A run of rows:
++++++++

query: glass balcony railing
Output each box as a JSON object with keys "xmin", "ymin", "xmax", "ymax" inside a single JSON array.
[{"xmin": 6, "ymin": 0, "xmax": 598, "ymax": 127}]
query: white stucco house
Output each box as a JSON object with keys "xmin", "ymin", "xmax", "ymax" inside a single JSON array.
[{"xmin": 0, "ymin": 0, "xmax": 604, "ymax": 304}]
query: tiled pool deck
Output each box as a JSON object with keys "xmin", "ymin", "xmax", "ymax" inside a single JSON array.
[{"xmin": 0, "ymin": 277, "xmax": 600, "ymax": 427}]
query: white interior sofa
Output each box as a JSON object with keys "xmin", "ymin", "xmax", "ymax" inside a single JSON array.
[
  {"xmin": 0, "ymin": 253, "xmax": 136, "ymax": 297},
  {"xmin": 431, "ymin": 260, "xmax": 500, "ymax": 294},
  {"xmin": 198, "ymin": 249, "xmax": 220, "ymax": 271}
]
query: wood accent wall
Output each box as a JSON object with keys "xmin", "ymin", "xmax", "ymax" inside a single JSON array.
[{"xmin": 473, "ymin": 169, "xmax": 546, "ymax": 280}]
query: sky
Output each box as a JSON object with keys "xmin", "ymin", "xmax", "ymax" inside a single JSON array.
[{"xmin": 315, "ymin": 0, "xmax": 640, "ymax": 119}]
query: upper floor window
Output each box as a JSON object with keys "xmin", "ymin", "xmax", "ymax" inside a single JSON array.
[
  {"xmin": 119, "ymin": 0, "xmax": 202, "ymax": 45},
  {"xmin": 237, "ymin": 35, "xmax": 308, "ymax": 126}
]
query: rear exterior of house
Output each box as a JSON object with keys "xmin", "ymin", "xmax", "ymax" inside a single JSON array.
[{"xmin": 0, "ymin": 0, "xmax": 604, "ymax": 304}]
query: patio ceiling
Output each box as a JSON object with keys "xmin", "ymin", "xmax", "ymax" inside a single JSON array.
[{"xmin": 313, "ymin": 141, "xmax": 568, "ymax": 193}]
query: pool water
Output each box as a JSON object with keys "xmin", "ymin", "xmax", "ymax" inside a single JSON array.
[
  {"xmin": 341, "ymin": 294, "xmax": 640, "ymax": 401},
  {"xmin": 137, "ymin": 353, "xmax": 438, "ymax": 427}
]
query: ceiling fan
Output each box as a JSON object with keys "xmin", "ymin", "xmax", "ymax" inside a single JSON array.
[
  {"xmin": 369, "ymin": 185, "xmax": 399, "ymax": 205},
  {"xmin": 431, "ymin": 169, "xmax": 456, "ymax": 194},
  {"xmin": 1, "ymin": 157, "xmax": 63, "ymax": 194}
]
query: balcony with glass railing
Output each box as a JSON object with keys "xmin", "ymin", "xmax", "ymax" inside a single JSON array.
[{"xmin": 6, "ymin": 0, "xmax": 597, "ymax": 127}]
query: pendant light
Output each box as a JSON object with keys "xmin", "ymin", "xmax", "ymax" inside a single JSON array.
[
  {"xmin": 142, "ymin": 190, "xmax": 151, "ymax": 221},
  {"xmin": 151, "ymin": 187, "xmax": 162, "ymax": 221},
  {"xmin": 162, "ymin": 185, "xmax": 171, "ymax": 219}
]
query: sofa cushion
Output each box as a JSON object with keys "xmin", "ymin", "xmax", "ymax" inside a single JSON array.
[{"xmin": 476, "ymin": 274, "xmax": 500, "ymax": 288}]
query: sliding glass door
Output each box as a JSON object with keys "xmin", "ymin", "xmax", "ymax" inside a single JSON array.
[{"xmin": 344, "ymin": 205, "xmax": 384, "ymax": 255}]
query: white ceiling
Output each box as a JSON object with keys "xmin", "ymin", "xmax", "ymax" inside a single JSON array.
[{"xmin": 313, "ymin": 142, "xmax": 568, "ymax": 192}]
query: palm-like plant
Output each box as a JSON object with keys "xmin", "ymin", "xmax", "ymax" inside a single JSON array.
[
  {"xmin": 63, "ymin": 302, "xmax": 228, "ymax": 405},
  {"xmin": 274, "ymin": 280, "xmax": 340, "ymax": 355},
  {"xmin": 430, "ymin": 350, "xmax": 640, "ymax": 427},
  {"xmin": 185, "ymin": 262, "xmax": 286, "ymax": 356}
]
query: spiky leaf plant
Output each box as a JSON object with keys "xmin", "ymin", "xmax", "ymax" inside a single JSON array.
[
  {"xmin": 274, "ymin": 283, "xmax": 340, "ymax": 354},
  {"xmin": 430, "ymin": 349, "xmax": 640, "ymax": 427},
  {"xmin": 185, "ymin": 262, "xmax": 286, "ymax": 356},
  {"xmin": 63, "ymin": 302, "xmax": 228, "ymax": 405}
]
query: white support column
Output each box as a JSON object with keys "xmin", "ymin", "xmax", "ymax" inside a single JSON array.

++++++++

Rescale the rows from the line with "query: white ceiling" through the end of the rows, repeating every line, requests included. Multiply each box coordinate in the answers by 0.25 and round to whole numbers, with halves rounded up.

query: white ceiling
Output each box as a JSON object with keys "xmin", "ymin", "xmax", "ymax" inside a single JSON array.
[{"xmin": 78, "ymin": 36, "xmax": 142, "ymax": 48}]
query: palm-like plant
Output each box as a JSON object with keys "xmin", "ymin", "xmax", "ymax" inside a single JSON array.
[
  {"xmin": 16, "ymin": 76, "xmax": 57, "ymax": 101},
  {"xmin": 69, "ymin": 70, "xmax": 85, "ymax": 89},
  {"xmin": 108, "ymin": 88, "xmax": 160, "ymax": 107},
  {"xmin": 46, "ymin": 66, "xmax": 72, "ymax": 89}
]
query: spiky leaf plant
Output each box as a JSON object with keys "xmin", "ymin", "xmax", "ymax" inside a single JSON array.
[
  {"xmin": 69, "ymin": 71, "xmax": 85, "ymax": 89},
  {"xmin": 108, "ymin": 87, "xmax": 160, "ymax": 107},
  {"xmin": 46, "ymin": 66, "xmax": 72, "ymax": 89},
  {"xmin": 16, "ymin": 76, "xmax": 57, "ymax": 101}
]
query: white support column
Output each box as a JSON object with keys "xmin", "ymin", "xmax", "ymax" inside a single JSON array.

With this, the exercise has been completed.